── Extracted records
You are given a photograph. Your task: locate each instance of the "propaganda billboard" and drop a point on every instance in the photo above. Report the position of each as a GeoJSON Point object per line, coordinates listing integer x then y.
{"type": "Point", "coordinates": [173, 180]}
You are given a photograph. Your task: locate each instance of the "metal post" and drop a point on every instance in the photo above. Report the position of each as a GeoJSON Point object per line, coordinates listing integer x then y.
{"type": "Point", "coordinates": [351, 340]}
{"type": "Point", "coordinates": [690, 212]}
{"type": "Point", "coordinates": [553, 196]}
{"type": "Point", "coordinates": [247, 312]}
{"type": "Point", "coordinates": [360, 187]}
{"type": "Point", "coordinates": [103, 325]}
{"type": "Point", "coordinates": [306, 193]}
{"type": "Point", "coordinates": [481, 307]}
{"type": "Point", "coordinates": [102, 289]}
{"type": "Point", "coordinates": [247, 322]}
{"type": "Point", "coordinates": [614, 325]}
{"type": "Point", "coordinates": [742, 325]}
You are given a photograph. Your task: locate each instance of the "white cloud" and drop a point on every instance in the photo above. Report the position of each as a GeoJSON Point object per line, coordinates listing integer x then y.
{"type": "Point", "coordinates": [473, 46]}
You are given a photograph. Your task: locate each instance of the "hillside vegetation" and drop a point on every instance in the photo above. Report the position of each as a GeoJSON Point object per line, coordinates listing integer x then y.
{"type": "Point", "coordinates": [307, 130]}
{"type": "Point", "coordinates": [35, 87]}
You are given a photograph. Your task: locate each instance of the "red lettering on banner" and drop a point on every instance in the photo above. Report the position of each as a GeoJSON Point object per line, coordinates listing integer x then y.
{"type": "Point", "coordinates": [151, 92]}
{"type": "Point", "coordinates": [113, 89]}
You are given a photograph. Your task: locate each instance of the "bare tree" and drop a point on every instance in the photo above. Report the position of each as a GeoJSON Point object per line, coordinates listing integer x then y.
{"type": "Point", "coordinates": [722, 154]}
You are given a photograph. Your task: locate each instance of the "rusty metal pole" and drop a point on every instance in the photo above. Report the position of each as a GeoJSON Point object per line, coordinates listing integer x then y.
────
Your instructions. Return the full material exactly.

Answer space.
You are given a photograph. Your task: locate each instance of the "propaganda billboard" and drop a point on every instance in the photo above. Report the position of each as a GeoJSON Point object per line, coordinates listing integer x then y.
{"type": "Point", "coordinates": [173, 180]}
You are given a photograph. Your task: locate each instance of the "metal post" and drop a point on every instance in the photo above. Report the position of each as a GeoJSON Point object per line, coordinates listing integer x then y.
{"type": "Point", "coordinates": [351, 340]}
{"type": "Point", "coordinates": [690, 212]}
{"type": "Point", "coordinates": [553, 196]}
{"type": "Point", "coordinates": [247, 312]}
{"type": "Point", "coordinates": [360, 187]}
{"type": "Point", "coordinates": [103, 325]}
{"type": "Point", "coordinates": [306, 193]}
{"type": "Point", "coordinates": [481, 307]}
{"type": "Point", "coordinates": [102, 289]}
{"type": "Point", "coordinates": [247, 322]}
{"type": "Point", "coordinates": [614, 325]}
{"type": "Point", "coordinates": [742, 325]}
You are given a photograph. Your task: locate each instance of the "white cloud" and drop a point on every instance in the photo above. Report the position of each as a GeoJSON Point object per line, coordinates listing integer x then y.
{"type": "Point", "coordinates": [473, 46]}
You are given a photograph. Your task: locate each instance of the "hillside vegetation" and drop a point on every instance in the photo above. Report the position of each as a GeoJSON Point object per line, coordinates listing integer x then y.
{"type": "Point", "coordinates": [307, 130]}
{"type": "Point", "coordinates": [35, 87]}
You are given a photograph. Your task: locate each instance of the "red lettering on banner" and drop a point on every instance in the photo above. Report the position of each as a GeoJSON Point object per line, coordinates listing integer x then y.
{"type": "Point", "coordinates": [151, 92]}
{"type": "Point", "coordinates": [113, 89]}
You are given a photograph. Your task: locate each instance of the "bare tree" and drop a point on every instance in the photo above. Report the position of each as a GeoJSON Point object per line, coordinates listing integer x then y.
{"type": "Point", "coordinates": [722, 154]}
You are given a photograph. Your task: locate each instance of the "rusty metal pole" and drop a point on every instance in the photo above. Report the position of each as a GeoJSON Point object per line, coordinates listing integer x then y.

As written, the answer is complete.